Task statement:
On how many lines of the data below does the word "smartphone" appear? Reply with the number only.

^^^^^^^^

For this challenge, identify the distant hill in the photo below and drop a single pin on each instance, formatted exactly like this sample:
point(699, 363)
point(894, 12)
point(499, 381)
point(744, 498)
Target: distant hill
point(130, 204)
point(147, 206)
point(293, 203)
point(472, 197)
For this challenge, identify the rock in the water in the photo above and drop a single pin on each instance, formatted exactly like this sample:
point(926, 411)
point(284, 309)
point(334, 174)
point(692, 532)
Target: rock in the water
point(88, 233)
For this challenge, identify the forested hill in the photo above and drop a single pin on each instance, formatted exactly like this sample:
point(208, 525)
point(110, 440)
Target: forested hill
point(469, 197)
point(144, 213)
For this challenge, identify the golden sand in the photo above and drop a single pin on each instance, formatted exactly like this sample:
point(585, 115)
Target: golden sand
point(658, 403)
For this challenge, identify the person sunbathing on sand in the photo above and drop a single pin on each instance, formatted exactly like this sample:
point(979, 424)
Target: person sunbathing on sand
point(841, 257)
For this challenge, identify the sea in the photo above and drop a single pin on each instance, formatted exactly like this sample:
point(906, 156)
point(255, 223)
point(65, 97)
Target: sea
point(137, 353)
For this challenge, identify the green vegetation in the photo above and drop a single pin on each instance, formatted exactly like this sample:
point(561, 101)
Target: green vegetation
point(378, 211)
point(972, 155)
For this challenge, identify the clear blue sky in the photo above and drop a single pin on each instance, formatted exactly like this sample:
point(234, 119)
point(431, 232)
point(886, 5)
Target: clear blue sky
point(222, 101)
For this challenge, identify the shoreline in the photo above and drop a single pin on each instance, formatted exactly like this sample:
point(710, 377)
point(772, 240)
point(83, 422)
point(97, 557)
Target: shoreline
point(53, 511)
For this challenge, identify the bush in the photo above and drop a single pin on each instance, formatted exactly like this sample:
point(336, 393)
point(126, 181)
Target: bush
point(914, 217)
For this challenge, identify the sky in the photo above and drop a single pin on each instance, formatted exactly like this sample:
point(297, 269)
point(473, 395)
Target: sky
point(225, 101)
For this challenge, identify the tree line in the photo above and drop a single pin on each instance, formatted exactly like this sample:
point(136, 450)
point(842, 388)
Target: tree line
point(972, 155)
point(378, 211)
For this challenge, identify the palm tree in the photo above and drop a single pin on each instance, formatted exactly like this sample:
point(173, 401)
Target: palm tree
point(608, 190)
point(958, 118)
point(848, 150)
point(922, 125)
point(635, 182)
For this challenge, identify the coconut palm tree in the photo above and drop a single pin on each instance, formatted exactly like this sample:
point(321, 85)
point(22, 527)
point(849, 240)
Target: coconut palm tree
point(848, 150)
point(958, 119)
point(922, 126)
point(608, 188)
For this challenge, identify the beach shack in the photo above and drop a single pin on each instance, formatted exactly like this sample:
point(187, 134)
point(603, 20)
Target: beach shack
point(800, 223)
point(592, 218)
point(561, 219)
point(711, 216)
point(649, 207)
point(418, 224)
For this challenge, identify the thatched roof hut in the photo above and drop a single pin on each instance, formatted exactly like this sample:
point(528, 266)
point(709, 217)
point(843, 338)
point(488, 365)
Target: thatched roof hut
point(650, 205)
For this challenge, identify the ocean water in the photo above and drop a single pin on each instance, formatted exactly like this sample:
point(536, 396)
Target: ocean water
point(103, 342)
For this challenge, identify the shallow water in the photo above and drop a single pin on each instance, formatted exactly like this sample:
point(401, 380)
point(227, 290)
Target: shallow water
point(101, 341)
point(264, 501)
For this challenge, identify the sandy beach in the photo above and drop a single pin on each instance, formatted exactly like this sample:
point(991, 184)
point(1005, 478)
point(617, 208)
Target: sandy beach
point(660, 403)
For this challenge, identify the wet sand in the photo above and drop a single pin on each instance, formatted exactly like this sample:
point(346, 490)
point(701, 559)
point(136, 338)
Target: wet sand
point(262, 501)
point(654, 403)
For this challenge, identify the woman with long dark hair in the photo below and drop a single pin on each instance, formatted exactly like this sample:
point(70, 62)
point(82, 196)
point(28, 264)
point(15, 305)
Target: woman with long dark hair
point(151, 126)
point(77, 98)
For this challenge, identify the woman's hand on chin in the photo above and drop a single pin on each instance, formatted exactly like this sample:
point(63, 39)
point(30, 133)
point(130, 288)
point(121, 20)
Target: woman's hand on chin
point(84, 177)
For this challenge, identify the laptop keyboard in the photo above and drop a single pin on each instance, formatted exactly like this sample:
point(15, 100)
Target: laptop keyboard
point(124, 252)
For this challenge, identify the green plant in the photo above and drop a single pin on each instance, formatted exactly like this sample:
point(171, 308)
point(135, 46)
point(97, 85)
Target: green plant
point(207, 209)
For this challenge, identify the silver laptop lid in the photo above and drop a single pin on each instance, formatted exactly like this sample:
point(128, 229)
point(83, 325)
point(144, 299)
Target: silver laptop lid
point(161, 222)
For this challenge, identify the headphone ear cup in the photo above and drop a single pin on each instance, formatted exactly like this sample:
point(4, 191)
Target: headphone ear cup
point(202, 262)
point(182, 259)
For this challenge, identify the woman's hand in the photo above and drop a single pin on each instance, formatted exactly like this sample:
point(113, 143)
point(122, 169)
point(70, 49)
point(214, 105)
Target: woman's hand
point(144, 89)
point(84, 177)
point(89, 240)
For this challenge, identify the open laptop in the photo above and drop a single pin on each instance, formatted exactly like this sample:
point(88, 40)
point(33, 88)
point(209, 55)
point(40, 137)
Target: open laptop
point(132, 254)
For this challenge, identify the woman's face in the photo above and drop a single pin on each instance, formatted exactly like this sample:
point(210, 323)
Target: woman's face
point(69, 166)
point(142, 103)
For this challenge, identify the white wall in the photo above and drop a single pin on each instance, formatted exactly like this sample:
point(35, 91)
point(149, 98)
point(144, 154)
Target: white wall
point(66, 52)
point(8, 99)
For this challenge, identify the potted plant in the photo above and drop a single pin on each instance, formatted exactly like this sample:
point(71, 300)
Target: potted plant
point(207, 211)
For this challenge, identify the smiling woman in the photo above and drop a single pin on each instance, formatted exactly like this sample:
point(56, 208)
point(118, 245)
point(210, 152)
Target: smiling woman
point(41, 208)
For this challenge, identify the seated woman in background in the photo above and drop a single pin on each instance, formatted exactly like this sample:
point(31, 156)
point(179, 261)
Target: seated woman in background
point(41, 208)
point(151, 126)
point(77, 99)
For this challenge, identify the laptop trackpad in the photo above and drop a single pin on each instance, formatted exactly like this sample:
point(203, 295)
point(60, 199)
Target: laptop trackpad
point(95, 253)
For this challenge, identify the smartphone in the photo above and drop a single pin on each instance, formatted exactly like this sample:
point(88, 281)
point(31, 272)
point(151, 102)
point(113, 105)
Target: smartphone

^^^^^^^^

Expected answer:
2